[Start EXTRACTED ENTRIES]
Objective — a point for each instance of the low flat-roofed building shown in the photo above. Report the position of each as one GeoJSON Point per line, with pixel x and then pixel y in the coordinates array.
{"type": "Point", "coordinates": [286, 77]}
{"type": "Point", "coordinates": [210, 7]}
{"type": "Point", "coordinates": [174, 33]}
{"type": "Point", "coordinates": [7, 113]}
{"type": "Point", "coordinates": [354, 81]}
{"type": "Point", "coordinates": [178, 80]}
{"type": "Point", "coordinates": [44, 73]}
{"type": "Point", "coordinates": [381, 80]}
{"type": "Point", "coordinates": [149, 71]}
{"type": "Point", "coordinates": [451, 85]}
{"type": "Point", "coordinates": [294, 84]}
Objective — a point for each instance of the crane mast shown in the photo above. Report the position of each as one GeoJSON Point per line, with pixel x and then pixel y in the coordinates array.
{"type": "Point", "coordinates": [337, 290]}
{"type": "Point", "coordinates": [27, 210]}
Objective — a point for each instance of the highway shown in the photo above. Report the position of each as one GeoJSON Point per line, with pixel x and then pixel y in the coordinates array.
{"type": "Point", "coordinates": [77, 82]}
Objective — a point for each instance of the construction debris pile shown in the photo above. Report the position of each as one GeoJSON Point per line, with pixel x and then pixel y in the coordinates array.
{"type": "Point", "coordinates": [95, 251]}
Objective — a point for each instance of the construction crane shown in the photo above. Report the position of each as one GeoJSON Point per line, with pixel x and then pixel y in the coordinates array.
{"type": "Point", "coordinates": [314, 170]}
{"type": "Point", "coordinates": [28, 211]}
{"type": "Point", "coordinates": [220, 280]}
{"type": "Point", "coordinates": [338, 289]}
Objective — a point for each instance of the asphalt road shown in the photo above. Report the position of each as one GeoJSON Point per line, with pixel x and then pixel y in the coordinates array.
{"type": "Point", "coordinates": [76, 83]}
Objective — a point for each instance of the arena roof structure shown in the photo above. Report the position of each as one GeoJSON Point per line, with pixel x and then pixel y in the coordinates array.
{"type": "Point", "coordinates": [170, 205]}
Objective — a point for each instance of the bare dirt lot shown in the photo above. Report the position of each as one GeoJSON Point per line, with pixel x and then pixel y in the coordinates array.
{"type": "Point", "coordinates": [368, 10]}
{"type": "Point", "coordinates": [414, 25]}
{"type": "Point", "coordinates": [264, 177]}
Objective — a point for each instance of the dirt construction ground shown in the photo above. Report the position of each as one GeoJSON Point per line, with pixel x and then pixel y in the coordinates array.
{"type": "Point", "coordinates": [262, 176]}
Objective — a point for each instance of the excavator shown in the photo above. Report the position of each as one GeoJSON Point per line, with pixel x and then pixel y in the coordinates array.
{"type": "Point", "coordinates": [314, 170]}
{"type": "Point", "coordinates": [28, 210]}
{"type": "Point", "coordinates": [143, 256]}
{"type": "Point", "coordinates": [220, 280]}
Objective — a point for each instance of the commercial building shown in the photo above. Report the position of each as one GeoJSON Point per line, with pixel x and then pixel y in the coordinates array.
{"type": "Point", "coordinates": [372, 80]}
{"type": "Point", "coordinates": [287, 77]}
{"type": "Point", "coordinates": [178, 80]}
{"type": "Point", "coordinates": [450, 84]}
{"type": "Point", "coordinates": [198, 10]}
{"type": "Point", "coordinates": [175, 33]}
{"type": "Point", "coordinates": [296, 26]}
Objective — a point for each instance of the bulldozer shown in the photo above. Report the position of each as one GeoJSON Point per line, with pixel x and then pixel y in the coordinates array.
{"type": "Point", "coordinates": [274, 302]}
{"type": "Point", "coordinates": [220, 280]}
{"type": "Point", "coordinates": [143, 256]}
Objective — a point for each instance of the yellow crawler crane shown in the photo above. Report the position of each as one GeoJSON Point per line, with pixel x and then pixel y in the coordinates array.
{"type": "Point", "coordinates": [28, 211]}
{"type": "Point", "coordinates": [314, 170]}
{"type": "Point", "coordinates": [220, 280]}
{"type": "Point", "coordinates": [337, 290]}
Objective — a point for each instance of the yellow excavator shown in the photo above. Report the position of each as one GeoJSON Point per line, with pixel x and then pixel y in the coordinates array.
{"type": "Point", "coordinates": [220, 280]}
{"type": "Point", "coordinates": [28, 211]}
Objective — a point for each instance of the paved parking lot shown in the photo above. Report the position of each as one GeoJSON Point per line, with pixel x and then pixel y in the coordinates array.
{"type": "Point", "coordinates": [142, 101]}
[End EXTRACTED ENTRIES]
INSTRUCTIONS TO FOLLOW: Rewrite all of the material above, replacing "Objective" with "Goal" and leaving everything else unchanged.

TASK RESULT:
Goal — a point for each instance of the low flat-roofed building shown in the photo above. Report the position of each as one GeoJSON Point per line, with pixel x and then pixel y in the coordinates array.
{"type": "Point", "coordinates": [286, 77]}
{"type": "Point", "coordinates": [210, 7]}
{"type": "Point", "coordinates": [174, 33]}
{"type": "Point", "coordinates": [7, 113]}
{"type": "Point", "coordinates": [354, 81]}
{"type": "Point", "coordinates": [178, 80]}
{"type": "Point", "coordinates": [44, 73]}
{"type": "Point", "coordinates": [381, 80]}
{"type": "Point", "coordinates": [149, 71]}
{"type": "Point", "coordinates": [451, 85]}
{"type": "Point", "coordinates": [294, 84]}
Goal — a point for each instance of the crane mast shown in the photo above. Report the position of each as one GeoJSON Point per line, with pixel x and then pixel y in the coordinates array.
{"type": "Point", "coordinates": [337, 290]}
{"type": "Point", "coordinates": [27, 210]}
Goal — a point for each instance of the highway shown in the photo above. Report the position of each as one GeoJSON Point per line, with pixel x and then pixel y in the coordinates array.
{"type": "Point", "coordinates": [77, 82]}
Goal — a point for each instance of the construction debris pile shown in the photo above. Report the position of each as one GeoJSON Point per line, with pixel x and then pixel y in the coordinates array.
{"type": "Point", "coordinates": [95, 251]}
Goal — a point for each instance of the construction crane shown in the photo above. Report the position of each as one GeoJSON Point per line, with pixel x and then pixel y in the coordinates array.
{"type": "Point", "coordinates": [314, 170]}
{"type": "Point", "coordinates": [28, 211]}
{"type": "Point", "coordinates": [220, 280]}
{"type": "Point", "coordinates": [338, 289]}
Goal — a point for each instance of the asphalt road shown in the photo above. Report the position of each as one GeoJSON Point per line, with pixel x and then pixel y in the coordinates array.
{"type": "Point", "coordinates": [76, 83]}
Goal — a point for each instance of the arena roof structure shown in the photo above. Report the position of each as one GeoJSON Point per line, with pixel x and then pixel y in the coordinates array.
{"type": "Point", "coordinates": [170, 205]}
Goal — a point for each instance of the bare dirt lot shown in the photo above. Report the position of each as one GeoJSON Point per line, with pixel x and then pixel y in the coordinates array.
{"type": "Point", "coordinates": [368, 10]}
{"type": "Point", "coordinates": [414, 25]}
{"type": "Point", "coordinates": [264, 177]}
Goal — a point for each instance of the dirt construction ground shown in the photo above. Report the position of each as one GeoJSON Point per line, with pixel x and then pixel y in the coordinates array.
{"type": "Point", "coordinates": [262, 176]}
Goal — a point for each instance of the excavator shown in the photo above. Report the position of each as one GeoJSON Point per line, with pixel x and then pixel y in the coordinates array.
{"type": "Point", "coordinates": [314, 170]}
{"type": "Point", "coordinates": [28, 210]}
{"type": "Point", "coordinates": [143, 256]}
{"type": "Point", "coordinates": [220, 280]}
Goal — a point for each instance of the commercial building shown in the photo above. Report the position of each as one GeoJSON Point per line, with pixel x and then pixel y in the coordinates array.
{"type": "Point", "coordinates": [372, 80]}
{"type": "Point", "coordinates": [287, 77]}
{"type": "Point", "coordinates": [178, 80]}
{"type": "Point", "coordinates": [450, 84]}
{"type": "Point", "coordinates": [198, 10]}
{"type": "Point", "coordinates": [175, 33]}
{"type": "Point", "coordinates": [296, 26]}
Goal — a point for each instance of the bulldozer shown in the photo above. Report the position of each as one GeoJSON Point per line, with pixel x and then pixel y in the coordinates array.
{"type": "Point", "coordinates": [274, 302]}
{"type": "Point", "coordinates": [220, 280]}
{"type": "Point", "coordinates": [143, 256]}
Goal — a point for each instance of the yellow crawler crane shown in the photo above. Report the position of each as one GeoJSON Point per line, with pixel x and then pixel y in the coordinates array.
{"type": "Point", "coordinates": [28, 211]}
{"type": "Point", "coordinates": [314, 170]}
{"type": "Point", "coordinates": [220, 280]}
{"type": "Point", "coordinates": [337, 290]}
Goal — a point for each instance of the yellow excavator shown in the photo above. Report the position of each as one GeoJSON Point per line, with pixel x and then pixel y in the coordinates array.
{"type": "Point", "coordinates": [220, 280]}
{"type": "Point", "coordinates": [28, 211]}
Goal — a point for each instance of the paved parking lot shown in the photo above. Report the position of each as one GeoJSON Point per line, with pixel x and then pixel y in the coordinates array.
{"type": "Point", "coordinates": [142, 101]}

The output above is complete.